(Records of labeled points)
/---

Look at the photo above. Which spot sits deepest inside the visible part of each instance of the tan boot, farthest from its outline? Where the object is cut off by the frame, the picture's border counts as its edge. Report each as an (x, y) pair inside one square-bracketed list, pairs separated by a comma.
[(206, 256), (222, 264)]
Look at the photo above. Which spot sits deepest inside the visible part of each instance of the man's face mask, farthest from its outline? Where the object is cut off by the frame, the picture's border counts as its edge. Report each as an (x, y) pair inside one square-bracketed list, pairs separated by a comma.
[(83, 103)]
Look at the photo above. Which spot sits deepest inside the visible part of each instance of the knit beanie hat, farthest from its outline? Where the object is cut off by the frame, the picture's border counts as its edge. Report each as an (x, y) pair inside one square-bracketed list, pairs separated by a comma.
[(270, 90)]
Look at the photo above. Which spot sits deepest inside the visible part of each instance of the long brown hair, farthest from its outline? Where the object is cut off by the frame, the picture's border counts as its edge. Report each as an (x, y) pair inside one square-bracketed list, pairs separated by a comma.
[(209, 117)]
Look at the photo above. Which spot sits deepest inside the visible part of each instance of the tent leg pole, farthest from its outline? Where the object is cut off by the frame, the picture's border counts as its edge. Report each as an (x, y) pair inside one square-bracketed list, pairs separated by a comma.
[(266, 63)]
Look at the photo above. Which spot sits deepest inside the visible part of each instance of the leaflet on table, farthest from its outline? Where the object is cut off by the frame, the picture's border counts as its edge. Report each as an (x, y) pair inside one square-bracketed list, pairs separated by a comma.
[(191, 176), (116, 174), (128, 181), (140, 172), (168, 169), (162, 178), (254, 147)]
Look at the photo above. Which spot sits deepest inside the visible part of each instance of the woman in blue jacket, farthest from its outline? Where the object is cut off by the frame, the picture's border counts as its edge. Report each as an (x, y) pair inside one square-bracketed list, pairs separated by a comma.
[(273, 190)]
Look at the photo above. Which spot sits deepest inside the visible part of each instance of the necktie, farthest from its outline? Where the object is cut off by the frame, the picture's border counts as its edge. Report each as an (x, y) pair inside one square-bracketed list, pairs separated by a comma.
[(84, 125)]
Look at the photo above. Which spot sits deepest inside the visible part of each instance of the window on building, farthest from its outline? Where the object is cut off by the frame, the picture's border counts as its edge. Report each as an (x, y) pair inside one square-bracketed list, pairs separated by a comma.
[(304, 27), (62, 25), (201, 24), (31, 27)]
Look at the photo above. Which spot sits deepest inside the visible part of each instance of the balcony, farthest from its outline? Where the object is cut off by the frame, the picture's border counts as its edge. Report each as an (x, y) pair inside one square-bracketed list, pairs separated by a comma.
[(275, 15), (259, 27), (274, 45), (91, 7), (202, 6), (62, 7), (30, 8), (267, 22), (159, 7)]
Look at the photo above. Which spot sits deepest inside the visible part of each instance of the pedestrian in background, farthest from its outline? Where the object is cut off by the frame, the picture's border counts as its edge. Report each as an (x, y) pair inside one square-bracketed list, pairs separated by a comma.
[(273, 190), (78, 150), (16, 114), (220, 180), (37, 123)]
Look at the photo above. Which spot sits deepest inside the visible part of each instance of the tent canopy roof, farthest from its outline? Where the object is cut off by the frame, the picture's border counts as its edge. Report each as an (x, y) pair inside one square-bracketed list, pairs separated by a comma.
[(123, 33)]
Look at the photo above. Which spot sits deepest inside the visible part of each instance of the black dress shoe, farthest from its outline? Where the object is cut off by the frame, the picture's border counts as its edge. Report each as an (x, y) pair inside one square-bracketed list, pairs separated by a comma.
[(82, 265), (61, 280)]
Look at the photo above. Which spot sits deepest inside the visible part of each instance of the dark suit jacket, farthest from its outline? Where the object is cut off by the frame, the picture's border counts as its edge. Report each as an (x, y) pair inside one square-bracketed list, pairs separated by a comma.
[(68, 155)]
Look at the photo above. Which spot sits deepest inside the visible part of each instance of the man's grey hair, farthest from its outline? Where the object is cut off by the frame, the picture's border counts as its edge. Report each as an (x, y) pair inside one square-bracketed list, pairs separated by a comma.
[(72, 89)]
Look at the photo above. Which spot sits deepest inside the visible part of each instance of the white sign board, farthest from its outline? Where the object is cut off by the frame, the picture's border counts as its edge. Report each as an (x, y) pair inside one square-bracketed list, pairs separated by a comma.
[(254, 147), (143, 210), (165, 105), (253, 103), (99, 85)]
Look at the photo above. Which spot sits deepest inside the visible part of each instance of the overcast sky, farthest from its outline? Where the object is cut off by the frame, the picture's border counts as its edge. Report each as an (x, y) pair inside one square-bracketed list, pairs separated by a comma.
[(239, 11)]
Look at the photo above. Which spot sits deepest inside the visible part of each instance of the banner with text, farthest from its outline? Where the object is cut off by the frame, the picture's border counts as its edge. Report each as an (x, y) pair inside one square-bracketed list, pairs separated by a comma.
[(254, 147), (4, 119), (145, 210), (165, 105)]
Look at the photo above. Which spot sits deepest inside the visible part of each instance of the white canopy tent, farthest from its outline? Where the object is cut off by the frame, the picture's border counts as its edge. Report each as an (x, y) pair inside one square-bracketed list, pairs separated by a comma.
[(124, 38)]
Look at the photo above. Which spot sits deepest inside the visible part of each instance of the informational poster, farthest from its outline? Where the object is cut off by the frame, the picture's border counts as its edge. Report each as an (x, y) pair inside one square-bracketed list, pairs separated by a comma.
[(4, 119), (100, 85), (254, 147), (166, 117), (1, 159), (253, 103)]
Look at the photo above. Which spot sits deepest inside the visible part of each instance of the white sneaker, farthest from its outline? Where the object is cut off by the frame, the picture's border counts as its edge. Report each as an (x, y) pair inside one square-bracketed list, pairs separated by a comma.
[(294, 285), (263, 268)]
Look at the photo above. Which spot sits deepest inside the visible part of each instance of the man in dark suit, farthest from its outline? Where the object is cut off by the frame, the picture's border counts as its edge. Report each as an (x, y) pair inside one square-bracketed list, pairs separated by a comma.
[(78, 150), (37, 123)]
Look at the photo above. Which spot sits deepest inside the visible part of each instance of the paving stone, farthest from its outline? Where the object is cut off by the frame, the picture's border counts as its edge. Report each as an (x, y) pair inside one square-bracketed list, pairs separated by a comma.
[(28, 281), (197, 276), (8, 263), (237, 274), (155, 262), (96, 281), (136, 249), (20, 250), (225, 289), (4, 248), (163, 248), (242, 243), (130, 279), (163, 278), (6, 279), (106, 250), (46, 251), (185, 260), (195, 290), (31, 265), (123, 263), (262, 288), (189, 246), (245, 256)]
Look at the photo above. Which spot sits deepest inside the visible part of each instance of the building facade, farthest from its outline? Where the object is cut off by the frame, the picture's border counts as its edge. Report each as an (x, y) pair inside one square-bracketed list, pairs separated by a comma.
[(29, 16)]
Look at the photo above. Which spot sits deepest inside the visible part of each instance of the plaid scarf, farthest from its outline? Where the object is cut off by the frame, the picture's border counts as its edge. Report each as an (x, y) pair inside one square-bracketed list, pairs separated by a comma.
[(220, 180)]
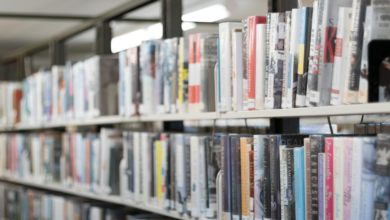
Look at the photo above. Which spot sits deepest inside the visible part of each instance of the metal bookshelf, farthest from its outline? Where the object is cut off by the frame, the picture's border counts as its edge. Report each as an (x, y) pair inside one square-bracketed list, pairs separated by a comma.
[(103, 198)]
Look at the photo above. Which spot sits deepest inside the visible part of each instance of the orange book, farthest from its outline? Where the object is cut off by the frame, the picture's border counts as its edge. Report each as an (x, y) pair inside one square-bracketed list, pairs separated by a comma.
[(246, 146)]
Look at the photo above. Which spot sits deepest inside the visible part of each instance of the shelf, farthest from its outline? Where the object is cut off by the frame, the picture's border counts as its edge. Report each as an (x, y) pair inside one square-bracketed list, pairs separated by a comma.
[(104, 198), (358, 109)]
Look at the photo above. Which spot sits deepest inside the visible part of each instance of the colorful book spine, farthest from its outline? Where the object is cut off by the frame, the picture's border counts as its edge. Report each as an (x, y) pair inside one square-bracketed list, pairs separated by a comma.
[(321, 185), (261, 64), (367, 195), (338, 177), (340, 56), (252, 22), (286, 61), (245, 144), (347, 176), (303, 40), (313, 36), (299, 186), (306, 147), (355, 52), (329, 178)]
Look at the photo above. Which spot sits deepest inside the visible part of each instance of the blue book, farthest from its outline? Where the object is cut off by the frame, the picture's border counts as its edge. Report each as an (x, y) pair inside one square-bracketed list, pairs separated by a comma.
[(299, 186)]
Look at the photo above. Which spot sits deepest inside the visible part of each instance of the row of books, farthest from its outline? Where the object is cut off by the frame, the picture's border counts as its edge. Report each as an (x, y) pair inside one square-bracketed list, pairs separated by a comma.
[(305, 177), (303, 58), (169, 171), (19, 203), (78, 90)]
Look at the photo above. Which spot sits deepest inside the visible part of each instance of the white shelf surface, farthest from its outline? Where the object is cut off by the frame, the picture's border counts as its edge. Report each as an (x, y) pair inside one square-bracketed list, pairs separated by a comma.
[(358, 109), (104, 198)]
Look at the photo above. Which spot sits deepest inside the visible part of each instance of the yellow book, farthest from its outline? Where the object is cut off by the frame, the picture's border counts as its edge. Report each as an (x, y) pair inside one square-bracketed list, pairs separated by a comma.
[(158, 169), (245, 145)]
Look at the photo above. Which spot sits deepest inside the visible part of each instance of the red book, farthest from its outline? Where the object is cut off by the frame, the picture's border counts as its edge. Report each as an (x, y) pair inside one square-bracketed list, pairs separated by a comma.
[(198, 70), (329, 178), (17, 97), (191, 71), (252, 181), (251, 65)]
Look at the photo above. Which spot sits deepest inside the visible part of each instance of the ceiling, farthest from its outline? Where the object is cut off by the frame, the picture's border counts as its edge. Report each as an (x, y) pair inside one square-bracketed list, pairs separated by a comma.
[(20, 33)]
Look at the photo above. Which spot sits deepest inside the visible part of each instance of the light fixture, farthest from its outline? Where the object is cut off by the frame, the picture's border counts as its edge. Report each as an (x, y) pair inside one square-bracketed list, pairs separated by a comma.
[(208, 14)]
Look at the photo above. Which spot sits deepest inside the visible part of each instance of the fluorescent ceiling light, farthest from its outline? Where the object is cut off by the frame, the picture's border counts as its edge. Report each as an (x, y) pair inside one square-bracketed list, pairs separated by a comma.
[(135, 38), (208, 14)]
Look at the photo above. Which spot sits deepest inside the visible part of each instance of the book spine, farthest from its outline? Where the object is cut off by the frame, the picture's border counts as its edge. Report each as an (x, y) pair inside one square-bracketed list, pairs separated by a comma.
[(321, 186), (293, 60), (338, 177), (252, 184), (340, 58), (318, 57), (355, 51), (299, 185), (347, 176), (227, 190), (313, 35), (237, 100), (260, 64), (245, 176), (274, 170), (329, 192), (307, 178), (356, 177), (267, 52), (286, 61), (271, 61), (314, 151), (252, 65), (368, 178), (302, 62)]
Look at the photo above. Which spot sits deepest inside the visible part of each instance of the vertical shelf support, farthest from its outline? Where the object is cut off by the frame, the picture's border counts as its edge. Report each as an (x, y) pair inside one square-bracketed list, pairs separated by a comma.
[(171, 11), (103, 38), (57, 53)]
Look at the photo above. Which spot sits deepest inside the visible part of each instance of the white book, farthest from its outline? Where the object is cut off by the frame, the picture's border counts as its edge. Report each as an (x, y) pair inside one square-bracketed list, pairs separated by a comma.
[(338, 177), (237, 66), (356, 177), (286, 61), (137, 166), (269, 102), (293, 62), (261, 30), (225, 61), (195, 177), (340, 59)]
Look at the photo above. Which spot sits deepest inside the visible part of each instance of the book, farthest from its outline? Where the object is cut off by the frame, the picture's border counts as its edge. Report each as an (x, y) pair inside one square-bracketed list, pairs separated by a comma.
[(245, 147), (293, 59), (340, 55), (374, 29), (303, 57), (313, 38), (321, 185), (299, 185), (261, 65), (251, 61), (381, 193), (354, 53), (329, 192), (338, 177), (225, 61), (286, 61), (237, 70)]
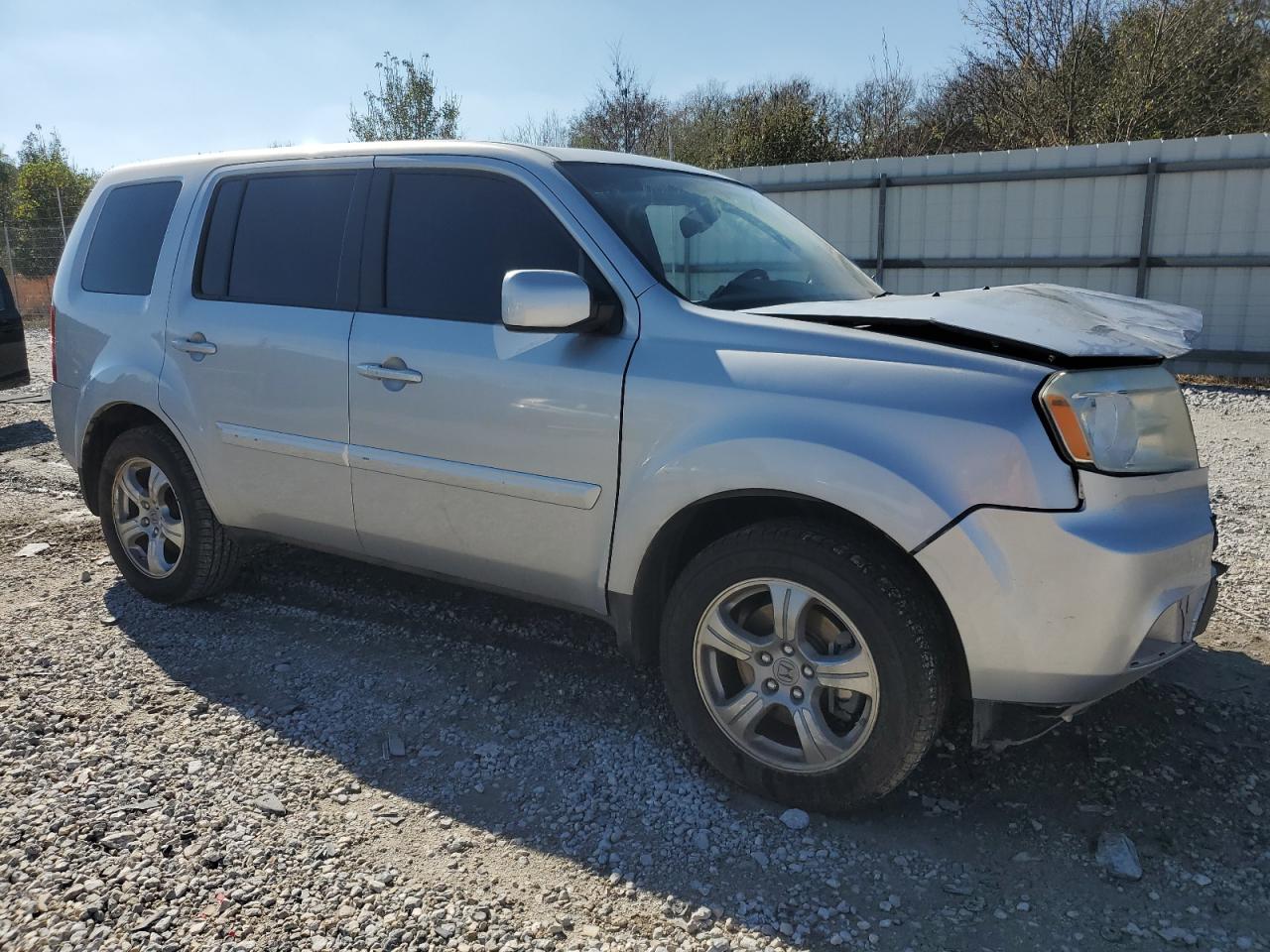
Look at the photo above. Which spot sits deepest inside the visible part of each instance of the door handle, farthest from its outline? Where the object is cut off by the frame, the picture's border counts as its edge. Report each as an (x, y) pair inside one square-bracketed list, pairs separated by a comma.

\---

#### INSTRUCTIONS TO FOLLOW:
Please reproduce the records word for word, from the very beginning through the line containing "178), (254, 147)]", including that line.

#### COMPLETE ANSWER:
Look at the photo above. Which spot sits deepest inside the visible part of each instance of the tan boot, farthest from its outline? Where the object is cut off by the frame, the picture's border counts as its edge. Report each as an (x, y) pair inside one square-bracketed list, pairs separated by a comma.
[(206, 256), (222, 264)]
Look at the photo above. Which spot sits deepest inside the visible part of each instance of the man's face mask, farthest from its outline? Where the object is cut off by the frame, the picture's border counts as its edge. Report each as an (x, y) pair inside one square-bracketed list, pairs separated by a comma.
[(83, 103)]
Look at the photo above. Which spot sits deepest inside the visible part of each instance of the knit beanie hat, farthest from its outline? Where the object is cut off by the frame, the picture's border counts as its edge. Report each as an (x, y) pair inside one square-bracketed list, pairs separated by a comma.
[(270, 90)]
Look at the photo above. Which spot sits deepest inside the visible part of each instance of the long brown hair, farthest from its outline? Where the object is cut off by the frame, the picture's border counts as its edge. Report each as an (x, y) pair inside one square-bracketed list, pairs separated by a comma.
[(209, 117)]
Look at the photo above. Which spot sits deepest inside the visible part of each instance of the tent leg pole, farthest from its outline? Where the object is cut off by the frame, the picture's border counts as its edge. Report each as an (x, y) pair inside one square-bracketed list, pairs separated by a comma.
[(266, 63)]
Look at the photo above. Which spot sits deepest inside the visible part of each instance of the leaflet on table, farthest from its outline? Where the object is cut off by the frame, the picture's border counts as its edge. Report each as an (x, y) pair inside one square-bracketed list, pairs separated by a comma.
[(191, 176), (116, 174), (128, 181), (140, 172), (168, 169), (162, 178), (254, 147)]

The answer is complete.